TRECHO SELECIONADO >>
* * * * * * *

A agropecuária está em contínua evolução. Evolui porque novos conhecimentos estão sendo inseridos no sistema produtivo de forma impactante, está evoluindo porque os mercados estão constantemente demandando novos produtos ou novos parâmetros qualitativos, porque a sociedade muda e porque o ambiente, solo e clima, consequentemente, também mudam.
De forma geral, desde que a agricultura se organizou, o homem deixou de ser nômade e tem buscado formas de minimizar o esforço em produzir, minimizar os riscos para produzir e oferecer produtos que os consumidores prefiram. Ao redor deste foco, todo um processo de geração de conhecimento foi organizado pelo estado ou por organizações privadas que ao longo do tempo encontraram oportunidades competitivas para existirem. As organizações de geração e transferência de conhecimento, como Fepagro, Embrapa e universidades, têm cumprido este papel com méritos reconhecidos.
Dentre as ações que fazem as organizações se destacarem, está a capacidade de antecipar possíveis cenários tanto de ordem biológica, quanto de ordem social ou econômica. Atualmente, o foco está nas mudanças climáticas como o grande direcionador do comportamento do sistema produtivo, tanto da produção de conhecimento, quanto de produtos e serviços.
Se visualizarmos a evolução de duas culturas fundamentais para a economia do agronegócio agrícola do Rio Grande do Sul - soja e o milho -, percebemos que a cada ano, independente dos ganhos genéticos auferidos pelas culturas, a minimização das áreas com riscos reduzidos está cada vez maior. Os estudos sobre aquecimento global, que incluem o Sul do Brasil, predizem que teremos uma elevação de pelo menos 1,5 grau centígrado até 2020. Este aquecimento antevê potencial para que culturas como cana-de-açúcar, café, algodão, mandioca, batata-doce, entre outras de comportamento subtropical, possam ser cultivadas sem risco em nosso Estado.
Mesmo que seja necessário diminuir a dependência do Rio Grande do Sul em fontes não renováveis de energia para suprir nossa necessidade em combustível, esta opção não deve vir em detrimento da fonte em que temos mais habilidade e a que tem mais importância, que é a produção de alimentos. As propriedades gaúchas com o aquecimento terão mais opções culturais, no entanto as áreas e os processos produtivos terão de ser reavaliados.
Estudos de validação de novos cultivares de soja ou de híbridos de milho deverão ser testados em épocas de cultivo diferentes das que tradicionalmente usamos hoje. Métodos culturais, como espaçamento, densidade, irrigação, rotação de cultura e, certamente, também consórcios entre culturas e explorações bastante diversas como pastagem – floresta; agricultura – floresta; agricultura - pastagem em sistema de consórcio; sobressemeadura ou inter-culturas, deverão ser estudados, avaliados e validados antes que o mercado induza a mudanças que poderão gerar prejuízos no longo prazo.

* * * * * * *

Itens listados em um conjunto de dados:
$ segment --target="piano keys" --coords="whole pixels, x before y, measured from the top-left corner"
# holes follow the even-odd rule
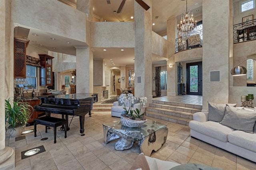
[[[64,118],[65,115],[68,121],[68,115],[79,116],[80,133],[84,136],[84,116],[88,113],[90,116],[97,94],[76,93],[55,96],[54,98],[40,97],[40,103],[34,108],[35,111],[45,112],[47,116],[50,116],[50,113],[61,114]]]

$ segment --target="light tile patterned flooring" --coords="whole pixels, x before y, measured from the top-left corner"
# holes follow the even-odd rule
[[[56,144],[52,129],[46,133],[44,126],[38,125],[36,137],[32,133],[26,135],[25,139],[15,142],[15,138],[6,133],[6,145],[15,147],[16,170],[128,170],[140,153],[137,143],[130,149],[117,151],[114,149],[115,141],[106,145],[103,142],[102,124],[119,119],[112,117],[110,111],[94,111],[92,117],[86,115],[85,136],[80,135],[79,117],[75,117],[67,138],[63,131],[57,131]],[[199,163],[224,170],[255,169],[255,162],[190,137],[188,126],[161,121],[168,124],[167,140],[151,157],[182,164]],[[44,137],[49,139],[40,140]],[[21,160],[21,152],[42,145],[46,152]]]

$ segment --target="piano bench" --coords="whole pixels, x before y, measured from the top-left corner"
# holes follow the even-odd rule
[[[36,125],[40,124],[45,125],[45,133],[47,133],[47,127],[54,128],[54,143],[56,143],[56,133],[57,127],[64,125],[65,131],[65,138],[67,137],[67,127],[68,127],[68,121],[65,119],[60,119],[57,117],[51,117],[50,116],[44,116],[38,117],[34,119],[34,128],[35,133],[35,137],[36,137]]]

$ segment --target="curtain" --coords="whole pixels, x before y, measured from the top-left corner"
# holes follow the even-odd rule
[[[26,64],[30,66],[34,66],[37,67],[41,67],[40,64],[40,59],[33,57],[29,55],[27,55]]]
[[[157,97],[161,96],[161,79],[160,72],[161,67],[156,67],[156,96]]]

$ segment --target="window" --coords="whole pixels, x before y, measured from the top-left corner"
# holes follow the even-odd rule
[[[161,90],[166,90],[167,85],[167,72],[166,70],[161,70],[160,72],[160,80],[161,81]]]
[[[23,83],[16,84],[17,87],[23,87],[24,89],[36,89],[37,87],[37,68],[26,65],[26,78]]]
[[[69,76],[65,76],[65,86],[69,87]]]
[[[247,82],[254,82],[255,78],[254,72],[254,60],[253,59],[248,59],[247,61]]]
[[[241,12],[244,12],[254,8],[254,0],[249,0],[241,3]]]

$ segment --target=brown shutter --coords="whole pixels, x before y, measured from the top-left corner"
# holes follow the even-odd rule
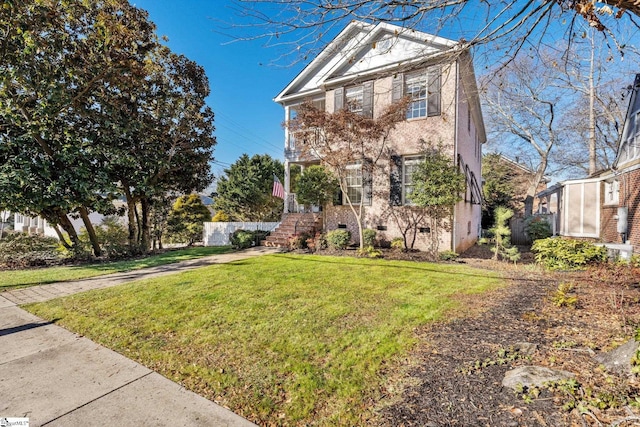
[[[400,101],[404,96],[404,74],[398,73],[391,83],[391,101]]]
[[[373,81],[362,85],[362,115],[373,118]]]
[[[333,112],[338,112],[344,108],[344,88],[339,87],[333,91]]]

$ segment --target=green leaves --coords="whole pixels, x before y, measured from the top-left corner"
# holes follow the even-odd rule
[[[428,150],[411,178],[411,201],[426,208],[431,217],[446,218],[462,200],[465,177],[440,149]]]
[[[283,181],[284,166],[268,154],[246,154],[217,182],[214,208],[232,220],[277,221],[282,214],[282,199],[272,196],[273,174]]]

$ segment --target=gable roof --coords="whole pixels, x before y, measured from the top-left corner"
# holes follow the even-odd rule
[[[459,46],[453,40],[381,22],[352,21],[275,98],[284,103],[332,85],[434,61]]]

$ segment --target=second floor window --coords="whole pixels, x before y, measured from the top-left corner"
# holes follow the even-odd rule
[[[348,87],[344,91],[345,107],[352,113],[362,114],[364,92],[362,86]]]
[[[334,90],[334,111],[342,109],[373,117],[373,81],[367,81],[357,86],[339,87]]]
[[[615,179],[604,183],[605,204],[616,204],[620,200],[620,182]]]
[[[408,96],[411,99],[407,119],[440,115],[441,74],[441,68],[435,66],[394,77],[393,100],[397,101],[402,96]]]

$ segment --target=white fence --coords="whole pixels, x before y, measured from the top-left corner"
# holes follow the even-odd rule
[[[203,241],[205,246],[224,246],[236,230],[272,231],[278,225],[279,222],[205,222]]]

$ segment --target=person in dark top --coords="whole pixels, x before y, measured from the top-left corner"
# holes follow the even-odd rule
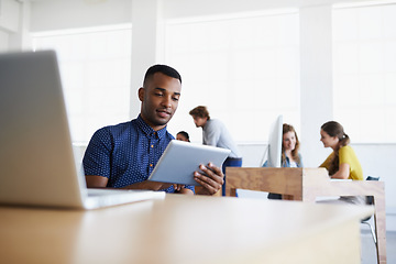
[[[167,144],[175,139],[166,125],[177,109],[180,92],[182,77],[176,69],[166,65],[147,69],[139,89],[139,117],[99,129],[92,135],[82,158],[88,188],[194,194],[193,186],[147,180]],[[201,164],[194,177],[201,186],[198,195],[213,195],[223,185],[221,168],[211,163]]]

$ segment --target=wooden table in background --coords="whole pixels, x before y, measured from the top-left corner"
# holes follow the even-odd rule
[[[92,211],[0,207],[0,263],[360,263],[370,207],[167,195]]]
[[[226,195],[235,189],[282,194],[287,200],[315,202],[317,197],[373,196],[378,264],[386,263],[385,186],[374,180],[330,180],[324,168],[227,167]]]

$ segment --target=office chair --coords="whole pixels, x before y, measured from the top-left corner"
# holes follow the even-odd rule
[[[366,180],[380,180],[380,177],[367,176]],[[374,205],[374,198],[372,196],[366,196],[366,204],[370,205],[370,206]],[[376,241],[376,235],[375,235],[375,232],[374,232],[374,228],[370,223],[370,219],[373,216],[370,216],[370,217],[363,219],[361,222],[364,223],[364,224],[367,224],[370,227],[370,230],[371,230],[372,235],[373,235],[374,243],[376,244],[377,241]]]

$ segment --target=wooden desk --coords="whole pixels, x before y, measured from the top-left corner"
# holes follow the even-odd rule
[[[0,262],[353,264],[372,212],[180,195],[92,211],[0,207]]]
[[[378,264],[386,263],[386,212],[383,182],[330,180],[324,168],[227,167],[226,195],[235,189],[251,189],[282,194],[288,200],[315,202],[322,196],[373,196],[374,222],[377,237]]]

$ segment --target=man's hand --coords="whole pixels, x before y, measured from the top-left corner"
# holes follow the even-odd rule
[[[199,166],[201,172],[194,172],[194,179],[202,186],[197,190],[197,195],[215,195],[224,184],[224,175],[221,168],[216,167],[212,163],[207,166]]]

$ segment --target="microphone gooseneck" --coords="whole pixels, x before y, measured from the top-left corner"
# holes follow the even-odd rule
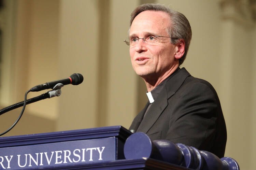
[[[63,85],[70,84],[73,85],[78,85],[82,83],[84,77],[81,74],[74,73],[68,78],[48,82],[35,86],[31,88],[31,91],[39,91],[45,89],[53,88],[58,83],[61,83]]]

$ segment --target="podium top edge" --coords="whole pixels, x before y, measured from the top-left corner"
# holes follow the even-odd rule
[[[124,141],[132,133],[119,125],[0,137],[0,148],[113,136]]]

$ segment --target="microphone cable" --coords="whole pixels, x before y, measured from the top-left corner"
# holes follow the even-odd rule
[[[31,89],[30,89],[29,90],[28,90],[27,91],[27,92],[25,94],[25,99],[24,102],[24,104],[23,104],[23,107],[22,108],[22,110],[21,111],[21,112],[20,112],[20,114],[19,114],[19,117],[16,120],[16,121],[15,121],[14,123],[13,123],[13,124],[12,125],[12,126],[11,126],[9,129],[8,129],[7,130],[5,131],[4,132],[0,134],[0,136],[2,136],[3,135],[4,135],[4,134],[6,134],[6,133],[7,133],[7,132],[10,131],[12,129],[14,126],[15,126],[16,125],[17,123],[18,123],[18,122],[19,121],[19,119],[20,119],[20,118],[22,116],[22,115],[23,114],[23,112],[24,112],[24,111],[25,109],[25,107],[26,107],[26,104],[27,104],[27,96],[28,95],[28,94],[30,91],[31,91]]]

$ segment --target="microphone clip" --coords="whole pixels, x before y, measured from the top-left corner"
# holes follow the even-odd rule
[[[60,88],[63,87],[64,85],[61,83],[58,83],[53,88],[53,90],[47,91],[49,94],[48,98],[51,98],[55,96],[59,96],[61,94],[61,90]]]

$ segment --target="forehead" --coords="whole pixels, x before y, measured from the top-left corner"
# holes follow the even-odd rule
[[[167,29],[170,26],[171,17],[163,11],[146,11],[139,14],[132,21],[130,35],[145,33],[164,34],[168,35]]]

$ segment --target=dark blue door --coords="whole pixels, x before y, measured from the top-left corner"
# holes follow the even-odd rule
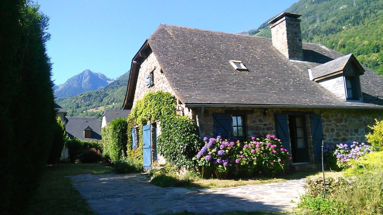
[[[323,130],[322,127],[322,118],[321,114],[313,114],[310,115],[311,130],[313,132],[313,142],[314,144],[314,153],[316,163],[320,163],[321,158],[322,141],[323,140]]]
[[[142,161],[144,169],[150,169],[152,166],[152,150],[151,148],[151,139],[150,125],[142,126]]]

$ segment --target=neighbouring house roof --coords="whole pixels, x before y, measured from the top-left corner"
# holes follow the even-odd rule
[[[65,131],[71,138],[77,137],[84,140],[101,140],[101,126],[95,117],[67,117]],[[90,129],[92,138],[84,138],[84,131]]]
[[[383,78],[363,66],[363,103],[346,102],[311,80],[308,72],[344,55],[320,44],[302,45],[303,61],[289,60],[270,38],[161,24],[132,60],[124,109],[131,108],[138,65],[149,49],[187,106],[383,108],[383,99],[377,98],[383,97]],[[230,60],[241,61],[249,71],[236,70]]]
[[[116,118],[128,117],[130,112],[130,110],[106,110],[102,114],[102,117],[105,117],[105,122],[107,124]]]
[[[321,78],[330,77],[332,75],[342,73],[347,64],[354,61],[359,67],[359,75],[364,74],[365,70],[359,63],[355,57],[352,54],[345,55],[321,64],[310,69],[312,77],[312,80],[316,80]]]
[[[57,110],[57,112],[64,112],[64,113],[66,113],[67,112],[67,111],[65,110],[65,109],[64,109],[62,108],[61,108],[61,106],[59,105],[58,104],[56,104],[56,107],[55,108],[56,109],[56,110]]]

* * * * * * *

OBJETIVOS >>
a. Reproduza tudo o que vai de "A agropecuária está" até "consequentemente, também mudam." no texto sobre agropecuária, sem nenhuma alteração.
b. Liste todas as linhas da listagem que contêm a palavra "piano", levando em conta a diferença entre maiúsculas e minúsculas.
O texto sobre agropecuária e a listagem não têm nenhuma relação entre si.

RESPOSTAS DAS TAREFAS >>
a.
A agropecuária está em contínua evolução. Evolui porque novos conhecimentos estão sendo inseridos no sistema produtivo de forma impactante, está evoluindo porque os mercados estão constantemente demandando novos produtos ou novos parâmetros qualitativos, porque a sociedade muda e porque o ambiente, solo e clima, consequentemente, também mudam.

b.
$ segment --target="piano keys" --coords="whole pixels, x before y, measured from the top-left corner"
$ segment --target="piano bench" --coords="whole pixels, x before y, measured from the top-left corner"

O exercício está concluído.